## EXERCISE DETAILS
Rewrite all of the data below as a numbered list with blank lines dropped, and leave the pictures out of your answer.

## DATA FOR THIS TASK
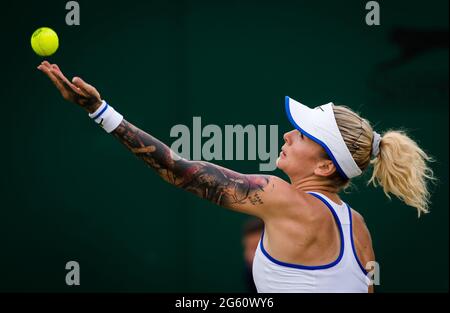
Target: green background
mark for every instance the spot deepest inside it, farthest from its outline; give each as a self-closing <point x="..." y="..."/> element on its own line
<point x="71" y="192"/>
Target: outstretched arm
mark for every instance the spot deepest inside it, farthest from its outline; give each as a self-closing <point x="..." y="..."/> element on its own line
<point x="209" y="181"/>
<point x="257" y="195"/>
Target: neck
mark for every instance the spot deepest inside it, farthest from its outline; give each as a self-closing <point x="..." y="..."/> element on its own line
<point x="314" y="183"/>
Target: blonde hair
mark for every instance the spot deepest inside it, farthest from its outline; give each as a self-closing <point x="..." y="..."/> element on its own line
<point x="400" y="167"/>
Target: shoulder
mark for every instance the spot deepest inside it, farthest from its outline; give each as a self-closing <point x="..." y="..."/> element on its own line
<point x="362" y="238"/>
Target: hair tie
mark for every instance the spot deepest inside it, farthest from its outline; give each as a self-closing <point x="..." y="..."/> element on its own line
<point x="376" y="144"/>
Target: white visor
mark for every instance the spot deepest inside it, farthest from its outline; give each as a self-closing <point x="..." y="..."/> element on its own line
<point x="319" y="125"/>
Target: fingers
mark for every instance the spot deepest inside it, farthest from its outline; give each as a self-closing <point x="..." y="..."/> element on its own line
<point x="80" y="83"/>
<point x="44" y="68"/>
<point x="65" y="82"/>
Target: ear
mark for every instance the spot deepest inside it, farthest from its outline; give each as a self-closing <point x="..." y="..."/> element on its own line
<point x="325" y="168"/>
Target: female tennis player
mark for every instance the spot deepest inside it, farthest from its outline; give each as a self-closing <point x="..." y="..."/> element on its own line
<point x="312" y="241"/>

## PROBLEM SOLUTION
1. Target: green background
2. mark for every instance the spot deepest inside it, farthest from its outline; give each as a self-closing <point x="..." y="..."/> element on its own line
3. <point x="71" y="192"/>
4. Target: outstretched arm
5. mark for every instance the spot deepest inside it, farthest from its outline; give each as a self-closing <point x="..." y="..."/> element on its own line
6. <point x="209" y="181"/>
7. <point x="257" y="195"/>
8. Target: neck
9. mark for every instance the spot deepest inside it, farthest from its outline; give each as a self-closing <point x="..." y="..."/> element on its own line
10. <point x="314" y="183"/>
11. Target: blonde hair
12. mark for every instance the spot deepest inside it, farthest from its outline; give each as a self-closing <point x="..." y="..."/> element on its own line
13. <point x="400" y="167"/>
14. Target: shoulder
15. mark for every instance the spot deepest inside it, farthest from its outline; give each as a self-closing <point x="..." y="..."/> element on its own line
16. <point x="362" y="238"/>
17. Target: hair tie
18. mark for every instance the spot deepest inside it, farthest from its outline; give each as a self-closing <point x="..." y="..."/> element on its own line
19. <point x="376" y="144"/>
20. Target: white visor
21. mark for every instance the spot deepest inside it, farthest from its outline; give each as a self-closing <point x="..." y="..."/> element on its own line
22. <point x="319" y="125"/>
23. Target: fingers
24. mark for every instance the spot deepest inside it, farthest from its outline; give each as a self-closing <point x="..." y="..."/> element on its own line
25. <point x="80" y="83"/>
26. <point x="44" y="68"/>
27. <point x="65" y="82"/>
28. Target: ear
29. mark for every instance the spot deepest inside it, farthest from its outline; give each as a self-closing <point x="..." y="..."/> element on its own line
30. <point x="325" y="168"/>
31. Target: female tennis player
32. mark for every instance the spot deepest inside it, farthest from its outline; give each as a self-closing <point x="..." y="..."/> element on its own line
33. <point x="312" y="241"/>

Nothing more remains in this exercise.